• Work to complete
Would you give the records below again, exactly and completely?

Excerpts from a dataset
▼
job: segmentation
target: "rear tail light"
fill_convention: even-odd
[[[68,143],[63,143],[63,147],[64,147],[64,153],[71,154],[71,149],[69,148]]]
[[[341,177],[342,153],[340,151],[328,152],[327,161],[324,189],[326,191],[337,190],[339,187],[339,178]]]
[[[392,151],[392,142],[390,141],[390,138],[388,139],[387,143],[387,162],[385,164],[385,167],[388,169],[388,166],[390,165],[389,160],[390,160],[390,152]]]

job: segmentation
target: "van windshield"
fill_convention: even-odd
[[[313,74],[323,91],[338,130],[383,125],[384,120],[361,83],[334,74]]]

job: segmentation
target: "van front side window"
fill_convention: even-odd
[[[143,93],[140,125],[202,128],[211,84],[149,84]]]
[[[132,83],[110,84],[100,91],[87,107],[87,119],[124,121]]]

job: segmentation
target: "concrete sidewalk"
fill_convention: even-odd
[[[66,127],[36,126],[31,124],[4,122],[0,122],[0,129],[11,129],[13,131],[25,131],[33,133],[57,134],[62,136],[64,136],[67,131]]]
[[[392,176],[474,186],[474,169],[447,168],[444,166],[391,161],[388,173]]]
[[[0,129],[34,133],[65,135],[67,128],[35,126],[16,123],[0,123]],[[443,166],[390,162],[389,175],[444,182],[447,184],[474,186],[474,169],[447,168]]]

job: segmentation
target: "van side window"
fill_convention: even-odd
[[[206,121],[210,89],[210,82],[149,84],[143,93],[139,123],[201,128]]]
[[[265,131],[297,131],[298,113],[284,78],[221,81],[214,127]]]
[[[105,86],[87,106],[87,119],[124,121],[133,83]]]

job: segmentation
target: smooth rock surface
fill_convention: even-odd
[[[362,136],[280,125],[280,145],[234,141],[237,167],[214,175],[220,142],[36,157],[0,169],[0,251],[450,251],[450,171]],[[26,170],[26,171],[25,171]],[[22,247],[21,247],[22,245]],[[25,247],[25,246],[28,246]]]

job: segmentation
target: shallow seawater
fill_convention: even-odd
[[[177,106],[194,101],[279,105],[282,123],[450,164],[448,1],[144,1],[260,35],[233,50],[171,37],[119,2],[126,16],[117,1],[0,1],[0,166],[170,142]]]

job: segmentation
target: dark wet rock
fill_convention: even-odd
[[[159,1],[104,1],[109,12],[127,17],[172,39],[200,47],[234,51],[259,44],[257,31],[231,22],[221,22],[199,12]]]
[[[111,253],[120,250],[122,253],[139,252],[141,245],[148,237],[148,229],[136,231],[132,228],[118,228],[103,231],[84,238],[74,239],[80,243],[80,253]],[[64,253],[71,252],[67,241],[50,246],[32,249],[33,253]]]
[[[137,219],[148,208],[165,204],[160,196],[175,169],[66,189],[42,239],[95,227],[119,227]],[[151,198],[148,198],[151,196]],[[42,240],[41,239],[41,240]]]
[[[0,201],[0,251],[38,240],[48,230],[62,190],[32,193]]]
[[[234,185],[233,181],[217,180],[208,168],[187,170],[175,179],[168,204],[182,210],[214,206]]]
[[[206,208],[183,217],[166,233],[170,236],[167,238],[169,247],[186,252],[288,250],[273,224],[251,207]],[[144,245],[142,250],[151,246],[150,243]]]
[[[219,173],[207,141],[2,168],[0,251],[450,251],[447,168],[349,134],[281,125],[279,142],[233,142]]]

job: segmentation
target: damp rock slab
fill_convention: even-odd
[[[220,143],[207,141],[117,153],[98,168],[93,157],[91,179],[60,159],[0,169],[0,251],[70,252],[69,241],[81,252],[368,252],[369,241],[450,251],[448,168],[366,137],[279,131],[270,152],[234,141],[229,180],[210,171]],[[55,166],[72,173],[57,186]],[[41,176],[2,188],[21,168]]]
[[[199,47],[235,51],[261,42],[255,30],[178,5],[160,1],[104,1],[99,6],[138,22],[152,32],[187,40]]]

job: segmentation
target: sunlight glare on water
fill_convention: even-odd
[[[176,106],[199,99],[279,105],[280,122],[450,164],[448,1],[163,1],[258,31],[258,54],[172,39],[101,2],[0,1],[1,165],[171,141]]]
▲
• Output of the exercise
job: segmentation
target: "rear tail light"
fill_convention: even-odd
[[[68,143],[63,143],[63,147],[64,147],[64,153],[71,154],[71,149],[69,148]]]
[[[341,177],[342,153],[340,151],[328,152],[327,161],[324,189],[326,191],[337,190],[339,187],[339,178]]]
[[[392,151],[392,142],[390,141],[390,138],[388,139],[387,143],[387,162],[385,164],[385,167],[388,169],[388,166],[390,165],[389,160],[390,160],[390,152]]]

job: segmentation
target: "van windshield"
fill_convention: even-odd
[[[313,74],[323,91],[338,130],[383,125],[384,120],[361,83],[334,74]]]

job: segmentation
target: "van front side window"
fill_convention: even-odd
[[[143,93],[140,125],[202,128],[211,84],[149,84]]]
[[[132,83],[110,84],[100,91],[87,107],[87,119],[124,121]]]

job: segmentation
target: "concrete sidewalk"
fill_convention: even-odd
[[[66,127],[36,126],[31,124],[4,122],[0,122],[0,129],[11,129],[13,131],[25,131],[33,133],[57,134],[62,136],[64,136],[67,131]]]
[[[392,176],[474,186],[474,169],[447,168],[444,166],[391,161],[388,173]]]
[[[0,129],[34,133],[65,135],[67,128],[35,126],[16,123],[0,123]],[[443,166],[390,162],[389,175],[444,182],[447,184],[474,186],[474,169],[447,168]]]

job: segmentation
target: "van side window"
fill_convention: even-odd
[[[206,121],[210,89],[210,82],[149,84],[143,93],[139,123],[201,128]]]
[[[265,131],[297,131],[298,113],[284,78],[221,81],[214,127]]]
[[[105,86],[87,106],[87,119],[124,121],[133,83]]]

job: segmentation
target: smooth rock surface
fill_convention: even-odd
[[[362,136],[280,125],[280,145],[234,141],[237,167],[214,175],[220,142],[36,157],[0,169],[0,251],[450,251],[450,171]],[[26,170],[26,171],[25,171]],[[22,247],[21,247],[22,245]],[[25,247],[25,246],[28,246]]]

job: segmentation
target: shallow seawater
fill_convention: even-odd
[[[177,106],[194,101],[279,105],[282,123],[450,164],[448,1],[144,1],[260,35],[233,50],[171,37],[119,2],[126,16],[117,1],[0,1],[0,166],[170,142]]]

job: segmentation
target: dark wet rock
fill_convention: even-odd
[[[159,1],[104,1],[109,12],[127,17],[172,39],[200,47],[234,51],[259,44],[257,31],[231,22],[221,22],[199,12]]]
[[[111,253],[120,250],[122,253],[139,252],[141,245],[148,237],[148,229],[136,231],[132,228],[118,228],[103,231],[84,238],[74,239],[80,243],[80,253]],[[64,253],[71,252],[67,241],[50,246],[32,249],[33,253]]]
[[[137,219],[148,208],[165,204],[160,196],[175,169],[66,189],[42,239],[95,227],[119,227]],[[151,198],[148,198],[151,196]],[[42,240],[41,239],[41,240]]]
[[[0,201],[0,251],[38,240],[48,230],[62,190],[32,193]]]
[[[234,185],[233,181],[217,180],[208,168],[187,170],[175,179],[168,204],[182,210],[214,206]]]
[[[206,208],[183,217],[166,233],[170,236],[167,238],[169,247],[186,252],[288,250],[273,224],[251,207]],[[144,245],[142,250],[151,246],[150,243]]]
[[[219,173],[207,141],[2,168],[0,251],[450,251],[447,168],[349,134],[281,125],[279,142],[233,142]]]

job: segmentation
target: damp rock slab
fill_convention: even-odd
[[[220,143],[207,141],[117,153],[98,168],[93,157],[91,179],[60,159],[0,169],[0,251],[70,252],[69,241],[81,252],[368,252],[369,241],[450,251],[448,168],[366,137],[279,131],[270,152],[234,141],[229,180],[210,171]],[[55,166],[72,173],[57,186]],[[41,176],[2,188],[21,168]]]
[[[199,47],[235,51],[261,42],[255,30],[178,5],[160,1],[104,1],[99,6],[138,22],[152,32],[187,40]]]

job: segmentation
target: sunlight glare on water
fill_convention: even-odd
[[[176,106],[199,99],[279,105],[280,122],[450,164],[448,1],[163,1],[258,31],[258,54],[172,39],[101,2],[0,1],[1,165],[171,141]]]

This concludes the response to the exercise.